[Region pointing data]

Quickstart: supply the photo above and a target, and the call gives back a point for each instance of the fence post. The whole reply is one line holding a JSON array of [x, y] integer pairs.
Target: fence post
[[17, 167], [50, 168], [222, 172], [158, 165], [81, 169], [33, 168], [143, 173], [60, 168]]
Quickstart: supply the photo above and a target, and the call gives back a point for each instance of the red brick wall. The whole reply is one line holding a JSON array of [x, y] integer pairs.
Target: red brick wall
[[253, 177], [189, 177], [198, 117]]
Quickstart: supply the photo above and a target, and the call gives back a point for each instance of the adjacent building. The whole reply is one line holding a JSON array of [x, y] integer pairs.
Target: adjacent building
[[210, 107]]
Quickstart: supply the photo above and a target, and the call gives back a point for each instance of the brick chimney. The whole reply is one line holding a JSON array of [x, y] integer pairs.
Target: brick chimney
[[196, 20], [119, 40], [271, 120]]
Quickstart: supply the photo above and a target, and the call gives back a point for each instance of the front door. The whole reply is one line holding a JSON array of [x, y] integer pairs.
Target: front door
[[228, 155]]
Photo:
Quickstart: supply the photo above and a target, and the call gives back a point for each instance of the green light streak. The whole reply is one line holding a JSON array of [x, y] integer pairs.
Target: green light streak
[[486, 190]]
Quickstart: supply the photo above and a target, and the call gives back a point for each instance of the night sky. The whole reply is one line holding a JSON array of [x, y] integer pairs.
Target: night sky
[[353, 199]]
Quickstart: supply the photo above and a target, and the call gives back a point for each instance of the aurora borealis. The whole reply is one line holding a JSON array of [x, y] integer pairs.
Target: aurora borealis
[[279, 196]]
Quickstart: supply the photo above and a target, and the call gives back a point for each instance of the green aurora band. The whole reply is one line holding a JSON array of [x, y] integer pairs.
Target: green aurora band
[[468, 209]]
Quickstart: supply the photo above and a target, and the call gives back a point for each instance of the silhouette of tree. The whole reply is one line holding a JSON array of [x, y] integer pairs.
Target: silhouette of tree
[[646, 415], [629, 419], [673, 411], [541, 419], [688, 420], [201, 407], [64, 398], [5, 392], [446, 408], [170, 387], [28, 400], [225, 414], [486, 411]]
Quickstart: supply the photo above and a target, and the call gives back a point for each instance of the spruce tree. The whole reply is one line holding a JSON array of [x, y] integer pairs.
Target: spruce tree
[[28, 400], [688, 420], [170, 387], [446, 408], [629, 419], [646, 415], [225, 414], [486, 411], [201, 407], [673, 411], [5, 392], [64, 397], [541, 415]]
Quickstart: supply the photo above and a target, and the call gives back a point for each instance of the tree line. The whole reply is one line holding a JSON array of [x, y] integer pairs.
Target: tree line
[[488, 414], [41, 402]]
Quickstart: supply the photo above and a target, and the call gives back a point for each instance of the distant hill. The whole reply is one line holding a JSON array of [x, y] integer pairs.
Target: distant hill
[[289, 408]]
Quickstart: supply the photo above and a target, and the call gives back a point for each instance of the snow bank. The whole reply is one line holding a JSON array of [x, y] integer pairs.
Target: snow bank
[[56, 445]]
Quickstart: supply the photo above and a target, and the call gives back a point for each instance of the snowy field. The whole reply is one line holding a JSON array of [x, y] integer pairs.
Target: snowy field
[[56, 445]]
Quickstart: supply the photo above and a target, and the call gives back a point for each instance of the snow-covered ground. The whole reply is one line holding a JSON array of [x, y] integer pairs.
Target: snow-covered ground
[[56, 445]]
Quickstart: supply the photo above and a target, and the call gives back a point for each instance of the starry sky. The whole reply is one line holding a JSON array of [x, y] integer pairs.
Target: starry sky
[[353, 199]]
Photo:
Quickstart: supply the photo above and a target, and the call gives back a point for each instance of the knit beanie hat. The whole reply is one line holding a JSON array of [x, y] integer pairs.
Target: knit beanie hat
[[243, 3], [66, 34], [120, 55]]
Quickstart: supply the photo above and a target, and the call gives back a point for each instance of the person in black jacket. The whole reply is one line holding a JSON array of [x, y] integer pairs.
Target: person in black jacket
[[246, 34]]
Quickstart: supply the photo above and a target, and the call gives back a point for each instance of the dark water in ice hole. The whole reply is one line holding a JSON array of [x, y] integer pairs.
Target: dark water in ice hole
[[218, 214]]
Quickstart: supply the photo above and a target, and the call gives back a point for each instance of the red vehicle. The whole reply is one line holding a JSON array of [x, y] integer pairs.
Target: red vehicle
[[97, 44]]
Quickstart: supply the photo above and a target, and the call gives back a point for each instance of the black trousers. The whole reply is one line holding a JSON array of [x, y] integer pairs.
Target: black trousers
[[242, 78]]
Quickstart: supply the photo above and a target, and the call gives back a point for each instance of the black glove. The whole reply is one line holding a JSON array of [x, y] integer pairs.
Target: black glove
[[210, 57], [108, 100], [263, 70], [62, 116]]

= Exercise aim =
Output every record above exactly as it appears.

= Response for this exercise =
Quickstart: supply the photo above and a target, and the call gives back a point for each instance of the fence post. The whole reply is one line holding a JSON array of [x, y] integer pairs.
Target: fence post
[[17, 167], [50, 168], [222, 172], [158, 165], [81, 169], [33, 168], [143, 173], [60, 168]]
Quickstart: supply the photo above and a target, and the call gives back a point for each instance of the red brick wall. The whole reply is one line holding a JSON array of [x, y] integer pairs.
Target: red brick wall
[[253, 177], [189, 177], [198, 117]]
Quickstart: supply the photo above and a target, and the call gives back a point for each instance of the adjacent building. The whole reply is one line holding a JSON array of [x, y] integer pairs.
Target: adjacent building
[[210, 107]]
Quickstart: supply the photo above and a target, and the call gives back a point for each instance of the brick chimney. The whole reply is one line holding a JSON array of [x, y] integer pairs.
Target: brick chimney
[[196, 20], [119, 40], [271, 120]]
Quickstart: supply the photo above and a target, and the call gives back a point for each instance of the front door. The whole reply is one line holding a JSON array of [x, y] integer pairs.
Target: front door
[[228, 155]]
Photo:
Quickstart: supply the photo above and a target, and the call gives back a point for each instance of the green light streak. The whole reply is one line holding a JSON array of [x, y] integer pairs.
Target: green light streak
[[486, 190]]
Quickstart: supply the photo above and a target, and the call gives back a point for each instance of the night sky. The whole reply is one line holding a JSON array of [x, y] integer pairs.
Target: night sky
[[353, 199]]
Quickstart: supply the photo above and a target, and the call gives back a point for each instance of the aurora borealis. The whole reply is one line holding a JSON array of [x, y] integer pairs.
Target: aurora borealis
[[279, 196]]
Quickstart: supply the photo above and a target, and the call gives back a point for each instance of the green aurora band. The whole reply is one line holding a JSON array of [x, y] integer pairs.
Target: green aurora band
[[468, 209]]
Quickstart: supply the photo above and a target, and the call gives back a point for each instance of the silhouette of tree. The whole reply is one line holding a JSON array of [x, y] integer pairs.
Target: silhouette of tree
[[646, 415], [629, 419], [673, 411], [541, 419], [688, 420], [201, 407], [64, 398], [5, 392], [446, 408], [170, 387], [28, 400], [225, 414], [486, 411]]
Quickstart: supply the photo above and a target, and the call gives back a point for each instance of the spruce tree. The whole reply is one line holding a JSON array of [x, y] integer pairs.
Target: spruce tree
[[28, 400], [688, 420], [170, 387], [446, 408], [629, 419], [646, 415], [225, 414], [486, 411], [201, 407], [673, 411], [5, 392], [64, 397], [541, 415]]
Quickstart: supply the photo above and a target, and the call gives back a point for each instance of the tree line. The whole reply is one line holding a JSON array of [x, y] integer pairs.
Target: tree line
[[488, 414], [41, 402]]
Quickstart: supply the photo above and a target, and the call gives back a point for each instance of the distant hill. The whole reply is one line holding a JSON array of [x, y] integer pairs.
Target: distant hill
[[289, 408]]
Quickstart: supply the photo above and a target, and the call gives back a point for each instance of the snow bank. The whole reply is one line holding a JSON array of [x, y] integer pairs.
Target: snow bank
[[56, 445]]
Quickstart: supply the photo above and a target, and the call gives back a point for each instance of the snowy field. The whole reply is one line holding a JSON array of [x, y] integer pairs.
Target: snowy field
[[56, 445]]
Quickstart: supply the photo above and a target, and the call gives back a point for each instance of the snow-covered ground. The whole reply is one line holding a JSON array of [x, y] integer pairs.
Target: snow-covered ground
[[56, 445]]
Quickstart: supply the photo above and a target, and the call gives back a point for each instance of the starry sky. The whole reply is one line holding a JSON array of [x, y] integer pairs.
Target: starry sky
[[353, 199]]
Photo:
Quickstart: supply the photo above and a target, and the call gives back a point for each instance of the knit beanie hat. The whole reply is one line holding a JSON array of [x, y] integer pairs.
Target: knit beanie hat
[[243, 3], [66, 34], [120, 55]]
Quickstart: supply the photo above and a target, and the call gives back a point for each instance of the person in black jacket. The whole reply is one line holding a JSON array of [x, y] integer pairs.
Target: person in black jacket
[[246, 34]]
Quickstart: supply the photo above and a target, and the call gives back a point for each instance of the dark water in ice hole. The whole reply is one line holding a JSON array of [x, y] integer pairs.
Target: dark water in ice hole
[[218, 214]]
Quickstart: supply the photo above and a target, and the call gives back a point for each instance of the red vehicle. The whole reply is one line holding a JSON array of [x, y] integer pairs.
Target: red vehicle
[[97, 44]]
Quickstart: supply the photo above and a target, and the call gives back a point for each instance of the black trousers. The whole reply is one line holding a JSON array of [x, y] integer pairs.
Target: black trousers
[[242, 78]]
Quickstart: supply the photo above and a target, and the call gives back a point for each instance of the black glove. The whole reply is one line holding a JSON array of [x, y] integer pairs.
Target: black glove
[[210, 57], [108, 100], [263, 70], [62, 116]]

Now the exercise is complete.